▶ [Supplied records]
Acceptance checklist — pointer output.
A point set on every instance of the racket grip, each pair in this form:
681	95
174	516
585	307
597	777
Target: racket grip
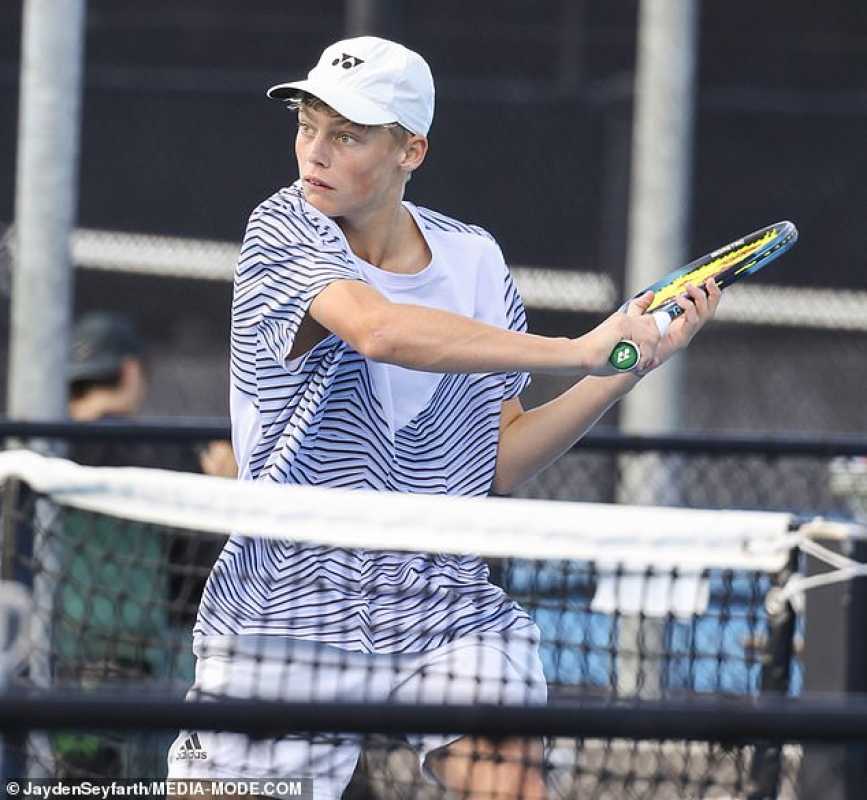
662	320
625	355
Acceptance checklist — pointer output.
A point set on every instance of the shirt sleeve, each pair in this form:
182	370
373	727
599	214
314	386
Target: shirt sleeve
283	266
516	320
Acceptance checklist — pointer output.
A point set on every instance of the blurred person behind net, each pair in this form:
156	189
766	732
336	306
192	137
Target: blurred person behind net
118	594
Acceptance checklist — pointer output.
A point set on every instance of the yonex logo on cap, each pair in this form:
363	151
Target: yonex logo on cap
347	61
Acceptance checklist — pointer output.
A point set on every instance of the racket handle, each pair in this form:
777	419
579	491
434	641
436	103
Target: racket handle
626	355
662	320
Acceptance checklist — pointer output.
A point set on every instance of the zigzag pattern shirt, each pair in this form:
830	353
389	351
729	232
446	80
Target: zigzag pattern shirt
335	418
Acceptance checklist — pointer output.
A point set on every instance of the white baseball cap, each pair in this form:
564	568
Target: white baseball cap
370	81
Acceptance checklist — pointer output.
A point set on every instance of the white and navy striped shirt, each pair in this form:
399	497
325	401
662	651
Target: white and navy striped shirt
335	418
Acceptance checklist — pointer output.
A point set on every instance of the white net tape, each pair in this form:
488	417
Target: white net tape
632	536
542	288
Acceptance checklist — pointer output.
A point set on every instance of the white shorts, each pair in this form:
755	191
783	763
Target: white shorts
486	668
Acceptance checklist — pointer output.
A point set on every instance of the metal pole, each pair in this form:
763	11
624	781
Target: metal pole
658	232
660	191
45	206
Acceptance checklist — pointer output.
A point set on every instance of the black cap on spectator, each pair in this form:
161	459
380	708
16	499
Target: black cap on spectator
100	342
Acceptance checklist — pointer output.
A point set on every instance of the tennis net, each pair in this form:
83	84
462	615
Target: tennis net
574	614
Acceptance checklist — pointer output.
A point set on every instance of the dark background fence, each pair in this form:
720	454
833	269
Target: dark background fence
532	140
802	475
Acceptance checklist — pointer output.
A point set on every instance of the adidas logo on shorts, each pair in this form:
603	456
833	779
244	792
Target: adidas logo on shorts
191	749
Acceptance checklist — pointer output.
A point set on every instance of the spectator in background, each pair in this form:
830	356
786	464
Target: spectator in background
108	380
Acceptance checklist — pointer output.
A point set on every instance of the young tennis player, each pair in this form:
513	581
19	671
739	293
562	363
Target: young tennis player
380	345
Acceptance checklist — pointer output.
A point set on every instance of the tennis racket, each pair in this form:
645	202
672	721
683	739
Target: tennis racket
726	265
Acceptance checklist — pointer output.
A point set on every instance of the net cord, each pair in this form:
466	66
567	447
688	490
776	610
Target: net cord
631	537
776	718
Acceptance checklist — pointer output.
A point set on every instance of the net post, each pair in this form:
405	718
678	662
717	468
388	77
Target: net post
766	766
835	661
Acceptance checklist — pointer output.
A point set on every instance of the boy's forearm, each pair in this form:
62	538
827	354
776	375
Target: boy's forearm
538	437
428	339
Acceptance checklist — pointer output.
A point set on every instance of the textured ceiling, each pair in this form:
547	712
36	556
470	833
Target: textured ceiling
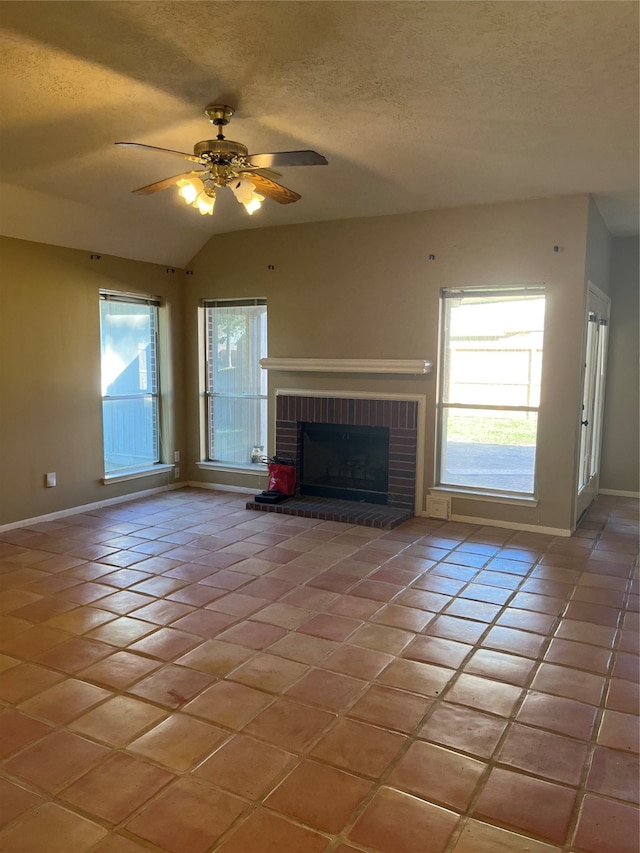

---

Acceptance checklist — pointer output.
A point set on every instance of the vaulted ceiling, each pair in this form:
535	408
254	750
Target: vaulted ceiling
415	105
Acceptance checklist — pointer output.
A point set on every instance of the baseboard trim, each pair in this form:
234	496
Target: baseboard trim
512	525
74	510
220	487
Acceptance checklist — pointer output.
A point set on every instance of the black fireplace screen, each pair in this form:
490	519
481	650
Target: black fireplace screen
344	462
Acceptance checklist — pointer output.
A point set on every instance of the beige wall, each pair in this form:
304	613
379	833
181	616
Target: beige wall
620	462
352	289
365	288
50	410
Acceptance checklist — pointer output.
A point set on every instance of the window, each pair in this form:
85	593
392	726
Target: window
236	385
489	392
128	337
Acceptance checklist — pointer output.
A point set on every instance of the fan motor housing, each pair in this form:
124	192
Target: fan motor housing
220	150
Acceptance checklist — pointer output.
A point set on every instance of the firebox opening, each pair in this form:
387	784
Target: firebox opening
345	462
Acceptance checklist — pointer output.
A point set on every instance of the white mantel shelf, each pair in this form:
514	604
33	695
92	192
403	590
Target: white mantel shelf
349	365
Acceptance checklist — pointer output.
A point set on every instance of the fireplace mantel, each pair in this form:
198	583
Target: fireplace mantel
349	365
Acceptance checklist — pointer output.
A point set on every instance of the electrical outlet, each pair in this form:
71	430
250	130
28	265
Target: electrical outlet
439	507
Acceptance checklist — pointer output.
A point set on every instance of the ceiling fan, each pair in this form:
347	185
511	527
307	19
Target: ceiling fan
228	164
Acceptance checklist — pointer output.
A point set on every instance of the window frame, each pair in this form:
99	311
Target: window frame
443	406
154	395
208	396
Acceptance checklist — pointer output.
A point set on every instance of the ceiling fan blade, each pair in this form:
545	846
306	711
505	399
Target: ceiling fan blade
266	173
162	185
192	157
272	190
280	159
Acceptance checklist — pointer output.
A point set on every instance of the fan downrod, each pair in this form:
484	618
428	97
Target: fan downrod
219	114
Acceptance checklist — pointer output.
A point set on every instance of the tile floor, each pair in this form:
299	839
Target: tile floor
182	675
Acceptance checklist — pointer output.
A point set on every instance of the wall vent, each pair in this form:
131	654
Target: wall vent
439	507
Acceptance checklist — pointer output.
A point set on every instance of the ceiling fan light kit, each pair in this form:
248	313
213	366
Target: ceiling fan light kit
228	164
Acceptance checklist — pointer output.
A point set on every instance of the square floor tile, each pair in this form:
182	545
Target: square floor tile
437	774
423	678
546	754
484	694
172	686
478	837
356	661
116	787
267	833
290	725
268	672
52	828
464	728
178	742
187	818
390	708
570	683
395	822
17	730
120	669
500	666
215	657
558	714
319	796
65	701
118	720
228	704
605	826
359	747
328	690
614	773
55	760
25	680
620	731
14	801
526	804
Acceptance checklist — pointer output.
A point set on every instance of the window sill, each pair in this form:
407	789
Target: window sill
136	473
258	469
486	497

▶ [Task directions] Gather every line of the material above that contains the word "behind".

▶ [Written solution]
A point set on every instance of the blurred person behind net, each pair in this form:
Target: blurred person behind net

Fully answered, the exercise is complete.